++++ Records for this exercise ++++

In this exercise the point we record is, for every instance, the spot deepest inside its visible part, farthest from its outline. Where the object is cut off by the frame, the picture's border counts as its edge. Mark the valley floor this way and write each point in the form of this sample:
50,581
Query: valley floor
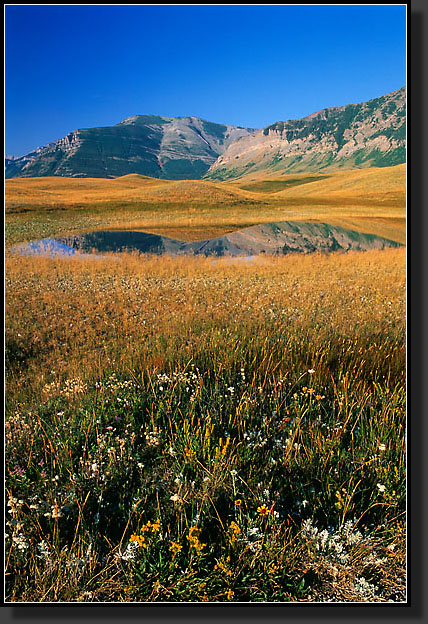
199,430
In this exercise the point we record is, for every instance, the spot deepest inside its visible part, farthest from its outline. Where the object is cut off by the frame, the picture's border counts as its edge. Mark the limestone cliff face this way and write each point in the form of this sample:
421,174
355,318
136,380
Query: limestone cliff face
369,134
359,135
162,147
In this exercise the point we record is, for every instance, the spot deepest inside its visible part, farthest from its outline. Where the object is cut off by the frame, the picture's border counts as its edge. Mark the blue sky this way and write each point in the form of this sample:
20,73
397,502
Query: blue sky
70,67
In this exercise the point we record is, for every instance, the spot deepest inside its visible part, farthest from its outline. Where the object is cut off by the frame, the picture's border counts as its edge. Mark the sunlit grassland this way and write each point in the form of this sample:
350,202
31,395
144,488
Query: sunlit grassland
190,429
369,200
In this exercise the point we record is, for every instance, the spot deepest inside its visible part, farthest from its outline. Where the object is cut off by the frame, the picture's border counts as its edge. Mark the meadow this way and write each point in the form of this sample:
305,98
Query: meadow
205,429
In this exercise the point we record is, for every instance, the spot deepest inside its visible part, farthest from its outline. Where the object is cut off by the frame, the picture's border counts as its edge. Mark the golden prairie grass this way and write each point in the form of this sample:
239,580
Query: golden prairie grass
190,429
373,200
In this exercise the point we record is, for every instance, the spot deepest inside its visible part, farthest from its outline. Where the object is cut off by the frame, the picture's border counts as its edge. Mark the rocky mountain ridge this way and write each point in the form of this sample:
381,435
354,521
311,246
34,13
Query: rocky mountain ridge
369,134
372,133
160,147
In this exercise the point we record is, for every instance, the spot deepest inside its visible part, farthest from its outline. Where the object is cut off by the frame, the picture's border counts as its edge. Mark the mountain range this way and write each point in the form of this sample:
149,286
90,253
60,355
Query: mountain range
368,134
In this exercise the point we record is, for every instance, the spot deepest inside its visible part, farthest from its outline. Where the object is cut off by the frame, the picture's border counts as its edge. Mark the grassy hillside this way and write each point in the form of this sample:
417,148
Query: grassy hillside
373,200
187,430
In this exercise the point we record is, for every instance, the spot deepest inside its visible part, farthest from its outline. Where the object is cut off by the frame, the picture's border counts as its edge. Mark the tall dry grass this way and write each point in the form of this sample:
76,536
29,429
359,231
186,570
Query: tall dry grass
189,429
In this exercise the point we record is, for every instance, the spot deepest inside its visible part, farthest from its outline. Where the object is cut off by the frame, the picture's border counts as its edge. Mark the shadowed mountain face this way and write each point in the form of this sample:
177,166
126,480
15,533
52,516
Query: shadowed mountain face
268,238
370,134
174,148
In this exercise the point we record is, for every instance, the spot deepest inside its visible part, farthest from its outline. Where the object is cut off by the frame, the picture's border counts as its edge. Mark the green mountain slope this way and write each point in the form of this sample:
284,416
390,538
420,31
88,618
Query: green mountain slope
370,134
161,147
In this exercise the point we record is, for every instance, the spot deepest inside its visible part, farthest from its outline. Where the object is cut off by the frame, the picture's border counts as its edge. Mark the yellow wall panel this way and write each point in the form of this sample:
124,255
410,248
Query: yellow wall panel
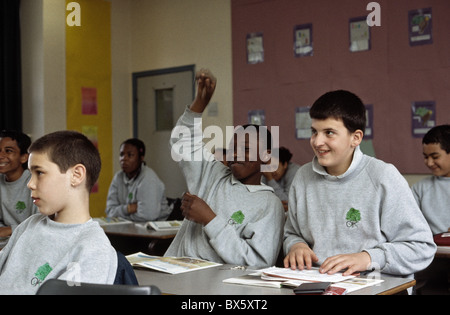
88,65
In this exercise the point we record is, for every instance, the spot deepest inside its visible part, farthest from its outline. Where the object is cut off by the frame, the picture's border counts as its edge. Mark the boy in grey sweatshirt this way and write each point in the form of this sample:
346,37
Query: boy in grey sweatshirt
16,204
348,211
62,242
230,217
433,193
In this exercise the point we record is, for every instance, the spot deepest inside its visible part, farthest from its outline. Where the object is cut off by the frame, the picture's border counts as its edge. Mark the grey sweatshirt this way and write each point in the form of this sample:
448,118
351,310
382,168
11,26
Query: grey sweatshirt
146,189
16,204
369,208
41,249
433,196
248,227
282,186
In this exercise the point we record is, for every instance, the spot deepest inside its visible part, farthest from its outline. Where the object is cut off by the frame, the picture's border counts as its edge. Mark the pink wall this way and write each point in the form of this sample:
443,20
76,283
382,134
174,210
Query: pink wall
390,76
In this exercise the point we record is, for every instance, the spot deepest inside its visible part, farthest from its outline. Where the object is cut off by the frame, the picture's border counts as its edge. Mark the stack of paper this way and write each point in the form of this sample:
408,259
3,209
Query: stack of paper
288,278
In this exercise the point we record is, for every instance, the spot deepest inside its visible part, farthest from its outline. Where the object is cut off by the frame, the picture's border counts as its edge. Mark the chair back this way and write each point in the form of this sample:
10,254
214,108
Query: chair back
61,287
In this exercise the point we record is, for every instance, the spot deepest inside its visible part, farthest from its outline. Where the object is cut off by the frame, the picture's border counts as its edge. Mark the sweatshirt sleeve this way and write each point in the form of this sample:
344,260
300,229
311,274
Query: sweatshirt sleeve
292,233
258,244
409,247
198,165
114,208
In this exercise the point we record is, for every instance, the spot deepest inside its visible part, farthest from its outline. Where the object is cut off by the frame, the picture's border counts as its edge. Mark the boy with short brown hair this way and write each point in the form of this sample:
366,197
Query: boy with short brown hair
61,242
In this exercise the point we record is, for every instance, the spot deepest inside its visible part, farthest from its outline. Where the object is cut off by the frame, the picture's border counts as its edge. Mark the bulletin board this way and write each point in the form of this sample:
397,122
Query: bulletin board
390,76
88,88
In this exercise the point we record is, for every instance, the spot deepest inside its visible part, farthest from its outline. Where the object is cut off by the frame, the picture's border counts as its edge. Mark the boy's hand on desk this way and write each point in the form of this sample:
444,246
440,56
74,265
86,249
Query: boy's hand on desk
206,84
299,256
352,262
196,209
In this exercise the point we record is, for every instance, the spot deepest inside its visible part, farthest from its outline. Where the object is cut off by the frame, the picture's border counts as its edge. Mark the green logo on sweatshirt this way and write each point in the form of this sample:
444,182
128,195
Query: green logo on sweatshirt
236,218
41,274
353,216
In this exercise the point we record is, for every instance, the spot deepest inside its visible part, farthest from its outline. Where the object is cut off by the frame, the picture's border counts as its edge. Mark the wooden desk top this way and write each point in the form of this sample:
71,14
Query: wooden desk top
209,282
136,230
443,252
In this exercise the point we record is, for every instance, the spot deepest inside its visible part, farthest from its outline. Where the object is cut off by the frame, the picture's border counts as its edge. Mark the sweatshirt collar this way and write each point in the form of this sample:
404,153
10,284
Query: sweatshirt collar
357,156
252,188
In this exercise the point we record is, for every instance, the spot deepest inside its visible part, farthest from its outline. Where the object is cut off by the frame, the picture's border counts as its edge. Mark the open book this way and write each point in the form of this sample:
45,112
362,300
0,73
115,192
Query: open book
172,265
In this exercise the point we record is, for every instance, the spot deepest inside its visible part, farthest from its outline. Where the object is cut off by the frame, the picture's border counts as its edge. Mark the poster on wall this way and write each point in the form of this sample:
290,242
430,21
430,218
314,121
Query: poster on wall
89,101
368,134
359,34
255,48
302,123
91,132
420,27
303,44
423,117
257,117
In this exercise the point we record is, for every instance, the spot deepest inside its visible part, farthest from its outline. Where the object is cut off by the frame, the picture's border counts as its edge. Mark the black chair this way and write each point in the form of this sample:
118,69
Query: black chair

++++

Are you able to set down all the lines above exactly, without any pictures?

→ Final answer:
In this exercise the point we record is, for every instance, the spot deepest inside its visible part, farthest from its outline. Where the object is cut off by the frame, the picture's border counts as its edge. Mark the valley floor this way and write each point in the form of this sample:
50,581
Query: valley floor
199,430
In this exercise the point we record is, for every instance, the spot deepest inside its visible part, farthest from its outline. Where the object is cut off by the frame, the picture's border counts as its edge. Mark the limestone cliff face this way and write each point in the form of this sample:
421,174
355,318
136,380
Query: limestone cliff face
369,134
359,135
162,147
In this exercise the point we record is, for every instance, the spot deepest inside its visible part, farthest from its outline. Where the object is cut off by the frame, the picture's border counts as its edge. Mark the blue sky this way and write each point in the form of this sample:
20,73
397,502
Query: blue sky
70,67
In this exercise the point we record is, for every instance, the spot deepest inside its visible part, farthest from its outline. Where the object is cut off by the frame, the picture's border counts as its edge. Mark the sunlit grassland this way and write each point in the form of this sample:
350,202
31,395
144,488
Query: sunlit grassland
190,429
369,200
In this exercise the point we record is, for every instance, the spot deepest inside its visible part, farthest from its outline. Where the object is cut off by the frame, the picture's border counts as its edge. Mark the meadow this way and write each point in the form of this sample:
305,98
Query: meadow
205,429
In this exercise the point we record is, for every instance, the spot deepest inside its visible part, farthest from its outline. Where the object is cut off by the frame, the picture's border counts as its edge. Mark the golden prairie grass this way and write each point in the form of this sample:
239,580
Query: golden prairie grass
190,429
373,200
In this exercise the point we record is, for every instance, the spot deepest inside its visible part, farthest from its outline. Where the object is cut off by the frame, the picture's border counts as its edge. Mark the rocky mountain ridge this way and write each point in the form of this sample:
381,435
354,521
311,246
34,13
Query: rocky mountain ridge
369,134
372,133
160,147
In this exercise the point we record is, for every instance, the spot deepest inside its visible part, farthest from its outline. Where the object is cut off by the frame, the picture's border counts as its edge. Mark the mountain range this way and write each point in the form of this sample:
149,286
90,253
60,355
Query: mountain range
368,134
In this exercise the point we record is, for every instance, the spot deepest inside its visible part, farthest from its outline. Where the object is cut off by the frame, the picture's border counts as its edge. Mark the grassy hillside this way and write each point in the form of this sample:
417,148
Query: grassy hillside
373,200
187,430
In this exercise the point we record is, for every instance, the spot deepest inside its visible part, farthest from its outline. Where the object is cut off by the frame, the picture's border counts as its edge. Mark the tall dry grass this way and write each point in the form of this sample:
76,536
29,429
359,231
186,570
Query: tall dry grass
189,429
In this exercise the point we record is, for every instance, the spot deepest inside its visible part, farthest from its outline. Where the object is cut off by the frame, the picture's border counts as its edge. Mark the shadowed mountain face this way and write each point in the form of this sample:
177,166
126,480
15,533
52,516
Query: shadowed mountain face
268,238
370,134
174,148
In this exercise the point we record is, for every instance, the spot deepest inside its visible part, farthest from its outline. Where the object is cut off by the frame, the picture's border counts as its edge. Mark the green mountain slope this way and write each point in the form of this sample:
284,416
390,538
420,31
88,618
Query: green mountain slope
370,134
161,147
In this exercise the point we record is, for every instance, the spot deepest inside its visible part, farthest from its outline. Where the object is cut off by the frame, the picture's border counts as its edge. Mark the yellow wall panel this way and write each point in the form of this sample:
124,255
410,248
Query: yellow wall panel
88,65
In this exercise the point we record is, for every instance, the spot deepest inside its visible part, farthest from its outline. Where the object is cut off by the frame, the picture's border counts as its edge. Mark the boy in grey sweatshirt this way and write each point in the form of this sample:
346,37
Query: boy in grey sweatshirt
16,204
348,211
62,242
230,217
433,193
In this exercise the point we record is, for every instance, the spot deepest inside its visible part, farthest from its outline. Where the object is cut off by the frame, the picture's border counts as its edge. Mark the grey sweatshirt this way and write each point in the form of this sample:
448,118
351,310
382,168
11,26
Query: grey sweatshirt
146,189
16,204
369,208
41,249
433,196
248,227
282,186
In this exercise the point we record is, for every instance, the spot deepest inside its visible part, farthest from its outline. Where the object is cut off by the frame, the picture's border counts as its edge. Mark the pink wall this way and write each point in the form of this sample:
443,20
76,283
382,134
174,210
Query: pink wall
390,76
In this exercise the point we record is, for every instance, the spot deepest inside its visible part, farthest from its outline. Where the object is cut off by the frame, the picture's border counts as its edge. Mark the stack of paper this way and write each point in the form of this sample:
408,259
3,209
Query: stack of paper
288,278
In this exercise the point we record is, for every instance, the spot deepest inside its visible part, farthest from its outline. Where the object is cut off by the frame, the picture's border counts as its edge. Mark the chair back this way and write each point in the form of this sample:
10,254
214,108
Query: chair back
61,287
In this exercise the point we record is, for every instance, the spot deepest inside its visible part, farthest from its outline. Where the object is cut off by the frame, the picture's border counts as its edge. Mark the sweatshirt sleeve this way and write each point in the form of this sample:
344,260
300,229
311,274
Query: sweatshirt sleeve
292,233
258,244
409,247
198,165
114,208
In this exercise the point we record is, for every instance, the spot deepest inside its visible part, farthest from its outline. Where the object is cut off by the frame, the picture's border counts as its edge. Mark the boy with short brown hair this way and write each point in the form of this sample:
366,197
Query: boy with short brown hair
61,242
In this exercise the point we record is, for every instance, the spot deepest inside its visible part, farthest from its outline. Where the object is cut off by the frame, the picture's border counts as its edge. Mark the bulletin board this way and write each point in the form of this sample:
397,122
Query: bulletin board
390,76
88,88
In this exercise the point we record is, for every instance, the spot deepest inside its visible part, farthest from its outline. Where the object is cut off by the frame, the picture's border counts as its edge. Mark the boy's hand on desk this way and write each point in the form of this sample:
444,246
440,56
74,265
86,249
Query: boy's hand on desk
206,84
299,256
352,262
196,209
In this exercise the point we record is, for every instance, the spot deepest inside its visible part, farthest from its outline. Where the object is cut off by the frame, the picture's border counts as its edge. Mark the green logo on sweatshirt this way and write each point in the form of this sample:
444,182
128,195
Query: green logo on sweatshirt
236,218
41,274
353,216
In this exercise the point we record is, for every instance, the spot deepest inside its visible part, farthest from its outline. Where the object is cut off by the frame, the picture's border counts as its edge. Mark the wooden desk top this way and write each point in the form of this sample:
71,14
Query: wooden desk top
209,282
136,230
443,252
In this exercise the point we record is, for every instance, the spot deepest inside its visible part, farthest from its outline. Where the object is cut off by the frame, the picture's border counts as its edge. Mark the sweatshirt collar this way and write each point in the form of this sample:
404,153
10,284
Query: sweatshirt collar
357,156
252,188
In this exercise the point we record is, for every instance, the spot deepest inside its visible part, farthest from its outline. Where the object is cut off by the frame, the picture's border counts as its edge. Mark the open book this way and write each point in the form of this sample:
45,112
362,300
0,73
115,192
Query: open book
172,265
In this exercise the point we record is, for every instance, the spot deepest inside its visible part, farthest from its outline. Where the object is cut off by the frame, the picture's border counts as its edge. Mark the poster on wall this way and write each point in the form of this sample:
290,242
430,21
430,218
314,121
Query: poster on wall
89,101
368,134
359,34
255,48
302,123
91,132
420,27
303,44
423,117
257,117
In this exercise the point we record is, for every instance, the spot deepest inside its visible part, farthest from its outline. Where the object is cut off by the frame, the picture's border counts as its edge. Mark the black chair this way and write each point in the form of this sample:
118,69
Query: black chair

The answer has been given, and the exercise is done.